### PASSAGE PROVIDED
'''
- Born: Ramazan Dadaevich Emeev May 20, 1987 (age 39) Dylym, Kazbekovsky District, Dagestan ASSR, Russian SFSR, Soviet Union
- Nickname: Gorets
- Nationality: Russian
- Height: 5 ft 10 in (1.78 m)
- Weight: 170 lb (77 kg; 12 st)
- Division: Middleweight Welterweight (2018–present)
- Reach: 76 in (193 cm)
- Style: Sambo, Freestyle wrestling
- Fighting out of: Makhachkala, Dagestan, Russia
- Team: Gorets MMA American Top Team
- Rank: International master of sports in Combat Sambo
- Years active: 2009–present

Mixed martial arts record
- Total: 29
- Wins: 23
- By knockout: 3
- By submission: 7
- By decision: 13
- Losses: 6
- By knockout: 2
- By submission: 1
- By decision: 3

Other information
- Mixed martial arts record from Sherdog

= Ramazan Emeev =

Russian mixed martial arts fighter

Ramazan Dadaevich Emeev (Рамазан Дадаевич Эмеев; born May 20, 1987) is a Russian mixed martial artist. He is Combat Sambo World Champion who currently fights in the Welterweight division. He is a former M-1 Global middleweight champion and fought in the Ultimate Fighting Championship (UFC).

==Background==
Ramazan Emeev was born on May 20, 1987, in Dylym village, Kazbekovsky district, Dagestan, Soviet Union in a devout Sunni Muslim family of Avar origin. He started to train in freestyle wrestling at 6 years under Ali Iskhakov. In 2004 he studied in "Dagestan State University of National Economy". In 2005 he joined the MMA club Gorets under Musail Alaudinov and Shamil Alibatyrov. He won the Dagestan national pankration championship 2009 and the world combat sambo title.

==Mixed martial arts career==
===M-1 Global===
At M-1 Global Emeev has a record of 9–1 and was middleweight champion, he beat Bellator MMA veteran Vyacheslav Vasilevsky, Mario Miranda, Luigi Fioravanti, Maiquel Falcao and Anatoly Tokov.
'''
### DATASET EXCERPTS
'''
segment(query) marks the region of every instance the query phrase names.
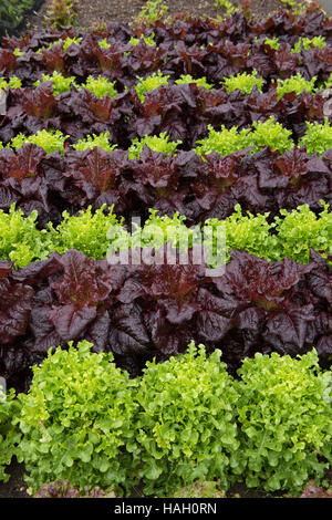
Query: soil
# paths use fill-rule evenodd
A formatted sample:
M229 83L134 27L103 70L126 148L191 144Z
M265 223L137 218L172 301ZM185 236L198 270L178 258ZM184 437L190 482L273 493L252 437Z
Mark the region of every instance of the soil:
M304 0L303 0L304 1ZM43 18L50 9L52 0L45 0L37 14L30 14L27 20L27 29L40 30L43 28ZM234 6L241 6L241 0L231 0ZM139 14L146 0L74 0L77 13L77 24L89 28L94 24L103 24L106 21L133 22ZM215 0L164 0L164 6L168 7L167 15L173 17L177 12L186 12L194 17L217 18L222 14L222 9L215 7ZM264 18L273 10L282 7L280 0L251 0L252 12L257 17Z
M242 3L241 0L231 0L231 2L237 7ZM32 12L27 17L25 28L21 31L22 34L27 30L39 31L44 28L44 15L51 3L52 0L45 0L38 12ZM116 20L133 22L145 3L145 0L122 0L121 2L118 2L118 0L94 0L93 2L91 2L91 0L74 0L77 13L77 25L81 28L90 28L103 24L106 21ZM186 12L194 17L211 18L218 18L218 15L222 14L222 10L215 7L215 0L163 0L163 4L168 7L167 14L169 17L177 12ZM264 18L270 12L281 7L282 3L280 0L251 0L251 10L259 18ZM8 467L7 472L10 475L10 479L6 483L0 482L0 499L29 498L27 485L23 480L24 466L13 460ZM269 498L264 492L249 490L243 485L232 487L228 496L239 498Z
'''
### PROBLEMS TO SOLVE
- a) Retype the part of the Ramazan Emeev profile that opens with the words containing "Russian mixed martial arts" and closes with "Fighting Championship (UFC).".
- b) Answer these questions from the Ramazan Emeev profile:
(i) In what year did Emeev join the MMA club Gorets?
(ii) What record does Emeev have at M-1 Global?
(iii) How many of Emeev's wins came by submission?
The listing plays no part in this work.

### RESULTS OF THE TASKS
- a)
Russian mixed martial arts fighter

Ramazan Dadaevich Emeev (Рамазан Дадаевич Эмеев; born May 20, 1987) is a Russian mixed martial artist. He is Combat Sambo World Champion who currently fights in the Welterweight division. He is a former M-1 Global middleweight champion and fought in the Ultimate Fighting Championship (UFC).

- b)
(i) 2005
(ii) 9–1
(iii) 7